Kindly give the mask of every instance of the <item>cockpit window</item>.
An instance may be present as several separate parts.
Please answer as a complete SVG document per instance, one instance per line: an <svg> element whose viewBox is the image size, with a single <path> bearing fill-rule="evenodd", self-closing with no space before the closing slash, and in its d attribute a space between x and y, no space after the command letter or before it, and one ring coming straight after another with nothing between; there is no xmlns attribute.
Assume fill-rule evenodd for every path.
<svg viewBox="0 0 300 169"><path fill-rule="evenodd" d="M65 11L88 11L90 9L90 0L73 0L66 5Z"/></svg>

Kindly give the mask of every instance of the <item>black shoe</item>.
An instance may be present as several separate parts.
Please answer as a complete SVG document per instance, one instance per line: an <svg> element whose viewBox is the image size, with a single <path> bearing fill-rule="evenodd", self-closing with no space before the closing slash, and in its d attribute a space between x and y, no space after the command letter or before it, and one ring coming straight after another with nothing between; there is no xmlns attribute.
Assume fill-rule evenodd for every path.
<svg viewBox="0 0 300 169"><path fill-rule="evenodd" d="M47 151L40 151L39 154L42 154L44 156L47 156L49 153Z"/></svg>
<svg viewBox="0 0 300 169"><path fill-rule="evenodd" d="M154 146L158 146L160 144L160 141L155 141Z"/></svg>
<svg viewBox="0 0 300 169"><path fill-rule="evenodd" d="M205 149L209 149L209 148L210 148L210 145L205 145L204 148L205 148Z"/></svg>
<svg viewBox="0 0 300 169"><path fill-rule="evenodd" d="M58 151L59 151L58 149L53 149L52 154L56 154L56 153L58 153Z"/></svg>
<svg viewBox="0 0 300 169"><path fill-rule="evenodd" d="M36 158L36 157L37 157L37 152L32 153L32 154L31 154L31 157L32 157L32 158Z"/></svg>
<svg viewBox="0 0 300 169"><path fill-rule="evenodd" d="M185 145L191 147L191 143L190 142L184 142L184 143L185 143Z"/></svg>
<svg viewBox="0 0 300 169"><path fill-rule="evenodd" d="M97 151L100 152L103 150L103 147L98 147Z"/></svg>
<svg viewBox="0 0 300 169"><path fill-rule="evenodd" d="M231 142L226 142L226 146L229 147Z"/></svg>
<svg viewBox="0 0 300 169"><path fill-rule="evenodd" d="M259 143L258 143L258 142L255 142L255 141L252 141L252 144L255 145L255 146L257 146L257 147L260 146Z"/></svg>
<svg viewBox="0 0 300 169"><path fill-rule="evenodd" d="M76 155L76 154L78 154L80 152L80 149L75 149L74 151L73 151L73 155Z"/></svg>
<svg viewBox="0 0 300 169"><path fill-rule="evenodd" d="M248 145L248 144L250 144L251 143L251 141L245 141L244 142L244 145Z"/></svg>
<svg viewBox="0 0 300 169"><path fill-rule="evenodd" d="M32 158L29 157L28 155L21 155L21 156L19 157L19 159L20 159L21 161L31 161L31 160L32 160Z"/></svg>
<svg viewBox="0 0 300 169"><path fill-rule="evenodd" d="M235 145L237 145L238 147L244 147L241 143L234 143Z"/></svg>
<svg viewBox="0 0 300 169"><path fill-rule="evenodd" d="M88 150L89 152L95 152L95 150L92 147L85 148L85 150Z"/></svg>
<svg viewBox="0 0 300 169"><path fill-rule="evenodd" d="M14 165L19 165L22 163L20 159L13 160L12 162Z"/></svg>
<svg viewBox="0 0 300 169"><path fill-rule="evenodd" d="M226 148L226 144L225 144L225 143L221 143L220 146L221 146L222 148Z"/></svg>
.....
■ **The problem**
Reproduce all of the rows above verbatim, keeping every character and line break unchanged.

■ **Response for this exercise**
Kindly give the mask of every instance of the <item>cockpit window</item>.
An instance may be present as several separate parts.
Please answer as a complete SVG document per instance, one instance per line: an <svg> element whose viewBox is the image size, with a single <path> bearing fill-rule="evenodd", self-closing with no space before the closing slash, and in its d attribute a space between x and y, no space after the command letter or before it, and one ring coming straight after another with nothing between; there is no xmlns attribute.
Assume fill-rule evenodd for every path.
<svg viewBox="0 0 300 169"><path fill-rule="evenodd" d="M65 11L88 11L90 9L90 0L73 0L66 5Z"/></svg>

Kindly give the mask of every instance of the <item>black shoe</item>.
An instance may be present as several separate parts.
Please answer as a complete SVG document per instance, one instance per line: an <svg> element whose viewBox is the image size, with a single <path> bearing fill-rule="evenodd", self-closing with no space before the closing slash, and in its d attribute a space between x and y, no space after the command letter or before it, and one ring coming straight after another with nothing between; there is no xmlns attribute.
Assume fill-rule evenodd for every path.
<svg viewBox="0 0 300 169"><path fill-rule="evenodd" d="M47 151L40 151L39 154L42 154L44 156L47 156L49 153Z"/></svg>
<svg viewBox="0 0 300 169"><path fill-rule="evenodd" d="M154 146L158 146L160 144L160 141L155 141Z"/></svg>
<svg viewBox="0 0 300 169"><path fill-rule="evenodd" d="M205 149L209 149L209 148L210 148L210 145L205 145L204 148L205 148Z"/></svg>
<svg viewBox="0 0 300 169"><path fill-rule="evenodd" d="M58 151L59 151L58 149L53 149L52 154L56 154L56 153L58 153Z"/></svg>
<svg viewBox="0 0 300 169"><path fill-rule="evenodd" d="M36 158L36 157L37 157L37 152L32 153L32 154L31 154L31 157L32 157L32 158Z"/></svg>
<svg viewBox="0 0 300 169"><path fill-rule="evenodd" d="M185 145L191 147L191 143L190 142L184 142L184 143L185 143Z"/></svg>
<svg viewBox="0 0 300 169"><path fill-rule="evenodd" d="M97 151L100 152L103 150L103 147L98 147Z"/></svg>
<svg viewBox="0 0 300 169"><path fill-rule="evenodd" d="M231 142L226 142L226 146L229 147Z"/></svg>
<svg viewBox="0 0 300 169"><path fill-rule="evenodd" d="M259 143L258 143L258 142L255 142L255 141L252 141L252 144L255 145L255 146L257 146L257 147L260 146Z"/></svg>
<svg viewBox="0 0 300 169"><path fill-rule="evenodd" d="M76 155L76 154L78 154L80 152L80 149L75 149L74 151L73 151L73 155Z"/></svg>
<svg viewBox="0 0 300 169"><path fill-rule="evenodd" d="M248 145L248 144L250 144L251 143L251 141L245 141L244 142L244 145Z"/></svg>
<svg viewBox="0 0 300 169"><path fill-rule="evenodd" d="M32 158L29 157L28 155L21 155L21 156L19 157L19 159L20 159L21 161L31 161L31 160L32 160Z"/></svg>
<svg viewBox="0 0 300 169"><path fill-rule="evenodd" d="M235 145L237 145L238 147L244 147L241 143L234 143Z"/></svg>
<svg viewBox="0 0 300 169"><path fill-rule="evenodd" d="M88 150L89 152L95 152L95 150L92 147L85 148L85 150Z"/></svg>
<svg viewBox="0 0 300 169"><path fill-rule="evenodd" d="M14 165L19 165L22 163L20 159L13 160L12 162Z"/></svg>
<svg viewBox="0 0 300 169"><path fill-rule="evenodd" d="M226 148L226 144L225 144L225 143L221 143L220 146L221 146L222 148Z"/></svg>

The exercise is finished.